[Start PROVIDED INFORMATION]

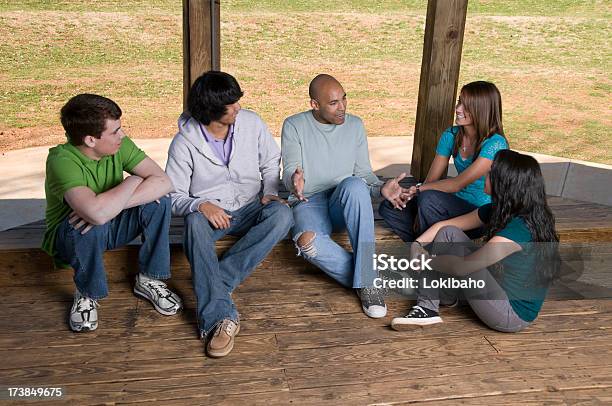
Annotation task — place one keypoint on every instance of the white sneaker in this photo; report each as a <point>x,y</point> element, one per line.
<point>83,314</point>
<point>155,291</point>
<point>373,302</point>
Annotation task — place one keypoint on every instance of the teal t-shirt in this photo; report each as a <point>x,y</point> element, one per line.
<point>67,167</point>
<point>519,278</point>
<point>474,192</point>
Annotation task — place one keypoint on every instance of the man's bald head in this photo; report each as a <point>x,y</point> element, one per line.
<point>320,82</point>
<point>327,99</point>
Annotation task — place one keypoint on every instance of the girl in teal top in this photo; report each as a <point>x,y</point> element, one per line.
<point>505,281</point>
<point>472,143</point>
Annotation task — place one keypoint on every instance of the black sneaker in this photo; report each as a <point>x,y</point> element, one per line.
<point>418,316</point>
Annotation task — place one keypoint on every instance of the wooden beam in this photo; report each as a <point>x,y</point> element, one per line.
<point>439,79</point>
<point>201,40</point>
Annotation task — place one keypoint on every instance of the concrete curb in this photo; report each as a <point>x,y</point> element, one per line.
<point>22,174</point>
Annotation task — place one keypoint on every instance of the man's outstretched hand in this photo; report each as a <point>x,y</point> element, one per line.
<point>272,198</point>
<point>397,195</point>
<point>298,184</point>
<point>215,215</point>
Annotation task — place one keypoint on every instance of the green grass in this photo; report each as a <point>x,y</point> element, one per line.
<point>550,59</point>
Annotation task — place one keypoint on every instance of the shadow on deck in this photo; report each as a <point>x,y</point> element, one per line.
<point>303,339</point>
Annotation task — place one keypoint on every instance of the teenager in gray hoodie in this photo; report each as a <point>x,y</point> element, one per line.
<point>225,167</point>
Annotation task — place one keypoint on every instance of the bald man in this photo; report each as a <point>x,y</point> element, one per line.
<point>327,168</point>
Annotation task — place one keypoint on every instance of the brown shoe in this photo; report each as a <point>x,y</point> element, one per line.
<point>222,341</point>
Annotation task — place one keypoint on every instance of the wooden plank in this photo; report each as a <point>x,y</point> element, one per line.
<point>28,317</point>
<point>576,397</point>
<point>409,390</point>
<point>452,368</point>
<point>201,40</point>
<point>523,343</point>
<point>443,42</point>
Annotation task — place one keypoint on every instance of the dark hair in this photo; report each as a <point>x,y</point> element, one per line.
<point>517,190</point>
<point>86,114</point>
<point>483,101</point>
<point>210,94</point>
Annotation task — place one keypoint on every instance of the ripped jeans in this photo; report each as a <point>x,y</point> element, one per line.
<point>348,207</point>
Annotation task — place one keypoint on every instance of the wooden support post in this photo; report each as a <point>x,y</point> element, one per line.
<point>201,40</point>
<point>439,79</point>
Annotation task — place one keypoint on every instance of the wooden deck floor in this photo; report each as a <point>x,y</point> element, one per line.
<point>303,340</point>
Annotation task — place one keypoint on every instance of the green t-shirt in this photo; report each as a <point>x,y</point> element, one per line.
<point>67,167</point>
<point>520,270</point>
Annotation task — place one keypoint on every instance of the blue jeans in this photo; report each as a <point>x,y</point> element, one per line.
<point>260,228</point>
<point>430,207</point>
<point>347,206</point>
<point>84,252</point>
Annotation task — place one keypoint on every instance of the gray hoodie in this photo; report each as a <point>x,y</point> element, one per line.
<point>199,176</point>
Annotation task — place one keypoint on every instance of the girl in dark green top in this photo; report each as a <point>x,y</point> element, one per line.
<point>505,281</point>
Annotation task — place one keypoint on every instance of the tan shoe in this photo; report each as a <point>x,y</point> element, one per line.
<point>222,341</point>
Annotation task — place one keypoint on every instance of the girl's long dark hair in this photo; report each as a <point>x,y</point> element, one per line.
<point>517,190</point>
<point>483,101</point>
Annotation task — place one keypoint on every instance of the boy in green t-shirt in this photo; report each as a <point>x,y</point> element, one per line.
<point>91,208</point>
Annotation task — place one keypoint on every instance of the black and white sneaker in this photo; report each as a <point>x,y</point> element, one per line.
<point>83,314</point>
<point>373,302</point>
<point>418,316</point>
<point>155,291</point>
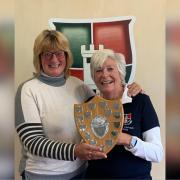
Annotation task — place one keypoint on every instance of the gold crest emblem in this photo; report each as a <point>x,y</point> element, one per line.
<point>99,121</point>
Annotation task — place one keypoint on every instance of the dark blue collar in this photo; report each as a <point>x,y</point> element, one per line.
<point>52,81</point>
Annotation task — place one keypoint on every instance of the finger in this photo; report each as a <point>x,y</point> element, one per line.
<point>89,155</point>
<point>94,148</point>
<point>98,155</point>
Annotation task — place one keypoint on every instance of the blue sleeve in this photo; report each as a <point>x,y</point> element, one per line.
<point>149,116</point>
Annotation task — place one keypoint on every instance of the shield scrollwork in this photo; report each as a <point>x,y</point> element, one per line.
<point>100,121</point>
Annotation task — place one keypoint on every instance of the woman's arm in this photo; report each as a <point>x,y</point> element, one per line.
<point>150,148</point>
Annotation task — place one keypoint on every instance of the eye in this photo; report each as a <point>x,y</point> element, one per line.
<point>59,54</point>
<point>47,54</point>
<point>110,69</point>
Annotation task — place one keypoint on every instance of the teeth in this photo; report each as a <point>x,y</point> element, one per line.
<point>54,65</point>
<point>106,82</point>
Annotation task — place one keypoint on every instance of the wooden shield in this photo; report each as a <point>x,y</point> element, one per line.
<point>100,121</point>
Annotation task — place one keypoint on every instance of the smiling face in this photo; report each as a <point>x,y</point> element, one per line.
<point>108,80</point>
<point>53,62</point>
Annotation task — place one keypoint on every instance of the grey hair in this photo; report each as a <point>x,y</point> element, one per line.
<point>100,56</point>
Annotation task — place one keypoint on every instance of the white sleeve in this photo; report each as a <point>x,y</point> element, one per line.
<point>150,148</point>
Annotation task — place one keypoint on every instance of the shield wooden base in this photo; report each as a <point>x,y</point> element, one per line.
<point>100,121</point>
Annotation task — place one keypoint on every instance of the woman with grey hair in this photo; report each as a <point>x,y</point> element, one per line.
<point>139,144</point>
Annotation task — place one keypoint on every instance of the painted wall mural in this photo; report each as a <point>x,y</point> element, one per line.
<point>88,35</point>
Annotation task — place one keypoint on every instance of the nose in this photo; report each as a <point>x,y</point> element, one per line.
<point>105,72</point>
<point>53,57</point>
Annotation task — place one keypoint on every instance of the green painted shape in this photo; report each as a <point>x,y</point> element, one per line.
<point>78,34</point>
<point>128,73</point>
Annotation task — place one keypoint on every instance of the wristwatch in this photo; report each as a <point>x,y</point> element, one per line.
<point>133,142</point>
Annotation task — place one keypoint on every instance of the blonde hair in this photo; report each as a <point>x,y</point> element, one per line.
<point>100,56</point>
<point>51,39</point>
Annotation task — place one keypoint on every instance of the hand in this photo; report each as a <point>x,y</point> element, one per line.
<point>124,139</point>
<point>134,89</point>
<point>85,151</point>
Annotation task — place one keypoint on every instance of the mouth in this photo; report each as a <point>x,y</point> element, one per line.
<point>106,82</point>
<point>54,65</point>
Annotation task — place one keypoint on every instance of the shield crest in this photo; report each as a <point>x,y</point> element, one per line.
<point>88,35</point>
<point>99,121</point>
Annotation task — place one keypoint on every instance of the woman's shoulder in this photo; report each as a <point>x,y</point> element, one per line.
<point>74,80</point>
<point>141,97</point>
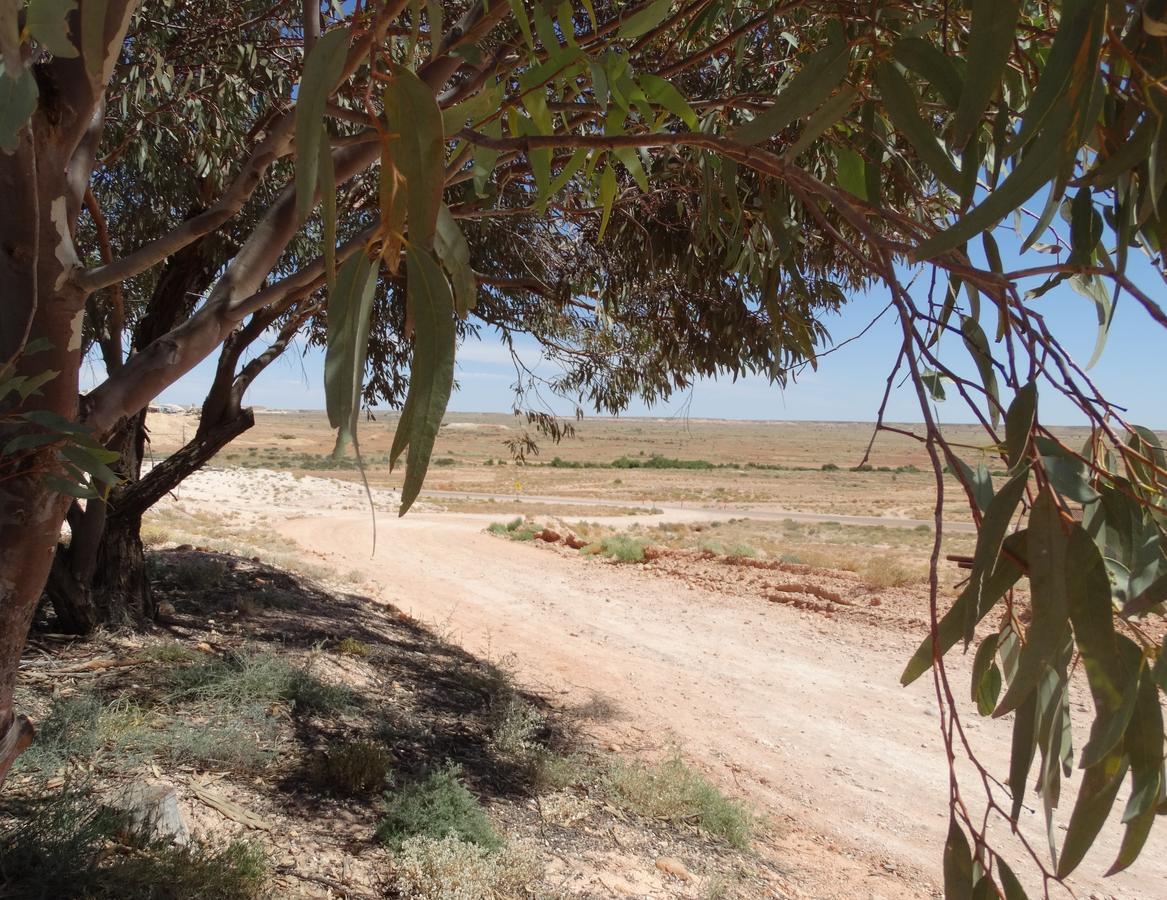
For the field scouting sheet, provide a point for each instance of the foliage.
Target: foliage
(438, 807)
(672, 792)
(355, 768)
(260, 678)
(60, 846)
(449, 869)
(658, 190)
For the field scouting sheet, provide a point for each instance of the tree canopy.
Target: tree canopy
(657, 190)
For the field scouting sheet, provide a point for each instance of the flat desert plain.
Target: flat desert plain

[End PROVIDED INFORMATION]

Copy every record character for character. Skip the pictures.

Annotation task — place one keypoint on every instance of the white sneaker in this photo; report each as a <point>x,y</point> element, one per line.
<point>83,314</point>
<point>155,291</point>
<point>373,302</point>
Annotation task — place one keypoint on every instance of the teal t-shirt in this photo; report each as a <point>x,y</point> element, one per line.
<point>67,167</point>
<point>519,278</point>
<point>474,192</point>
Annotation task — place one keypoint on every instance of the man's bald head in this photo; report each as a <point>x,y</point> element, one per line.
<point>320,82</point>
<point>327,99</point>
Annotation task — place one keypoint on every instance of the girl in teal top in this photo; report each as a <point>x,y</point> element, one per line.
<point>505,281</point>
<point>472,143</point>
Annotation task — place one keypoint on every instance of the black sneaker in this photo; report each as a <point>x,y</point> element, one per line.
<point>418,316</point>
Annotation task — place one keypoint on every instance of the wooden beam in this photo; report each as a <point>x,y</point> element, one per line.
<point>439,79</point>
<point>201,40</point>
Annotation task — place one keypoint on every instance of the concrete curb in this photo; report each as a <point>x,y</point> element, one per line.
<point>22,174</point>
Annotation task — place one keypoint on every instance of the man's outstretched hand in this photo; report each as a <point>x,y</point> element, one per line.
<point>272,198</point>
<point>397,195</point>
<point>298,184</point>
<point>215,215</point>
Annotation task — place one keypoint on every instance of the green grass in this photo; report each as a <point>x,y</point> element, one per line.
<point>550,59</point>
Annotation task — place one keypoint on every instance of the shadow on deck in this photo; report each as a <point>x,y</point> element, one per line.
<point>303,339</point>
Annotation task — place one keypoint on every instance of the teenager in gray hoodie in this photo; report each as a <point>x,y</point> element, one per line.
<point>225,167</point>
Annotation task — place one keypoint on every instance of the bald man in this photo; report each as a <point>x,y</point> element, one per line.
<point>327,168</point>
Annotation task — place one keypoint on every instance of the brown shoe in this photo; report each as a <point>x,y</point> element, one per line.
<point>222,341</point>
Annotation task — place one keypoint on every instance of the wooden plank in this photo; report each as a <point>x,y</point> element, one per line.
<point>28,317</point>
<point>576,397</point>
<point>409,390</point>
<point>452,368</point>
<point>201,40</point>
<point>523,343</point>
<point>443,42</point>
Annotation task — place one keypoint on every instance of the dark hair in this photo; report each as a <point>x,y</point> element, one per line.
<point>517,190</point>
<point>86,114</point>
<point>483,101</point>
<point>210,94</point>
Annotation task — place one keypoint on every instance of the ripped jeans in this photo; report each as a <point>x,y</point> element, one per line.
<point>348,207</point>
Annotation task — place one keypoint on every instance of the wooden support post in this photo; report each as a <point>x,y</point> element, one per line.
<point>201,40</point>
<point>439,79</point>
Annotation task — place one keypoint on every instance of the wooden deck floor in this photo; report each as a <point>x,y</point> element, one per line.
<point>303,340</point>
Annotation task — place one keypoint on every instance of the green t-shirt in this photo; report each as a <point>x,y</point> element, one per line.
<point>67,167</point>
<point>520,270</point>
Annotation task — place one keypoint on every instance of the blue jeans in this photo; report each as a <point>x,y</point> element, one per line.
<point>260,228</point>
<point>430,207</point>
<point>347,206</point>
<point>84,252</point>
Annotation task — place one keypoint on every instance of the gray hoodie in this photo; report each as a <point>x,y</point> element, one per line.
<point>199,176</point>
Annotation task — place one keypoint on every instance of the girl in dark green top in this photo; report each as a <point>x,y</point> element, one per line.
<point>505,281</point>
Annotation task — place one keypoint on every instance of the tan shoe in this photo; report each as a <point>x,y</point> element, one per line.
<point>222,341</point>
Annotation task — place one keypoint on every instance of the girl's long dark hair in this photo; report each as a <point>x,y</point> element, one per line.
<point>517,190</point>
<point>483,101</point>
Annotation task — place one keypoint on every instance of the boy in green t-shirt in this photo; report each as a <point>x,y</point> element, one per line.
<point>91,208</point>
Annotation task — place one keypoint on every instance of the black and white sneaker in this photo; report each as a <point>x,y</point> element, one per line.
<point>83,314</point>
<point>373,302</point>
<point>418,316</point>
<point>155,291</point>
Annotation task — place one keypoint on every instance of the gold crest emblem in this photo; report each as a <point>x,y</point> element, one per line.
<point>99,121</point>
Annotation task — place one keypoint on every instance of the dark blue collar in this photo; report each as a <point>x,y</point> element, one per line.
<point>52,81</point>
Annotation task — place one keypoint on every instance of the finger in this photo; report each as a <point>x,y</point> element, one per line.
<point>89,155</point>
<point>94,148</point>
<point>98,155</point>
Annotation task — place one keypoint on every instance of the blue sleeve in this photo; report each as a <point>x,y</point> element, one per line.
<point>149,116</point>
Annotation task — place one keypoint on every instance of the shield scrollwork in this photo; report each as a <point>x,y</point> element, one per line.
<point>100,121</point>
Annotation task — place one keypoint on every instance of the woman's arm in this photo; report each as a <point>x,y</point> element, one per line.
<point>150,148</point>
Annotation task — place one keypoint on every instance of the eye in this photo; report each as a <point>x,y</point> element, one per line.
<point>59,54</point>
<point>47,54</point>
<point>110,69</point>
Annotation task — place one keypoint on every instance of the teeth in this photo; report each as a <point>x,y</point> element, one per line.
<point>54,65</point>
<point>106,82</point>
Annotation task — place one keypoint on every instance of the wooden shield in this photo; report each as a <point>x,y</point> element, one per line.
<point>100,121</point>
Annotation task — place one keypoint on every instance of the smiling face in this photo; report each as a <point>x,y</point> element, one per line.
<point>108,80</point>
<point>53,62</point>
Annotation task — place one keypoint on every instance of the grey hair in this photo; report each as a <point>x,y</point> element, one per line.
<point>100,56</point>
Annotation task — place one keypoint on every instance of the white sleeve in this photo; report each as a <point>x,y</point> element, one per line.
<point>150,148</point>
Annotation task — place one keypoint on every instance of the shield wooden base in this photo; report each as a <point>x,y</point> element, one per line.
<point>100,121</point>
Annotation task — place one keypoint on every instance of the woman with grey hair in this photo; report each as a <point>x,y</point> element, one per line.
<point>139,144</point>
Annotation task — place one keypoint on every instance of the painted wall mural in this photo; report each as a <point>x,y</point> element, one per line.
<point>88,35</point>
Annotation task — place one keypoint on every instance of the nose in this photo; report each as a <point>x,y</point> element, one per line.
<point>105,72</point>
<point>53,57</point>
Annotation task — place one keypoint on every instance of the green painted shape in this photo; report each as a <point>x,y</point> element, one per line.
<point>78,34</point>
<point>128,73</point>
Annotation task — place one keypoint on every instance of the wristwatch in this photo; report each as a <point>x,y</point> element, one per line.
<point>133,142</point>
Annotation task — place one keypoint on every instance of the blonde hair in this photo; report each as a <point>x,y</point> element, one per line.
<point>100,56</point>
<point>51,39</point>
Annotation task — place one keypoint on every instance of the hand in this photo; report each as a <point>x,y</point> element, one per line.
<point>124,139</point>
<point>134,89</point>
<point>85,151</point>
Annotation task — place one keypoint on every instance of the mouth in this photo; report each as a <point>x,y</point> element, one per line.
<point>106,82</point>
<point>54,65</point>
Annotation task — place one keypoint on every instance of the shield crest in this photo; report each as a <point>x,y</point> element, one per line.
<point>88,35</point>
<point>99,121</point>
Annotation task — place one keypoint on every instance of the woman's shoulder in this photo; report each as a <point>x,y</point> element, one per line.
<point>74,80</point>
<point>141,97</point>
For the field scouting sheet, provide a point for each instance of the foliage.
Target: foliage
(438, 807)
(672, 792)
(355, 768)
(260, 678)
(60, 846)
(449, 869)
(658, 190)
For the field scouting sheet, provide a point for each instance of the tree canopy.
Target: tree canopy
(657, 190)
For the field scouting sheet, provide a point for each instance of the flat desert plain.
Target: flat desert plain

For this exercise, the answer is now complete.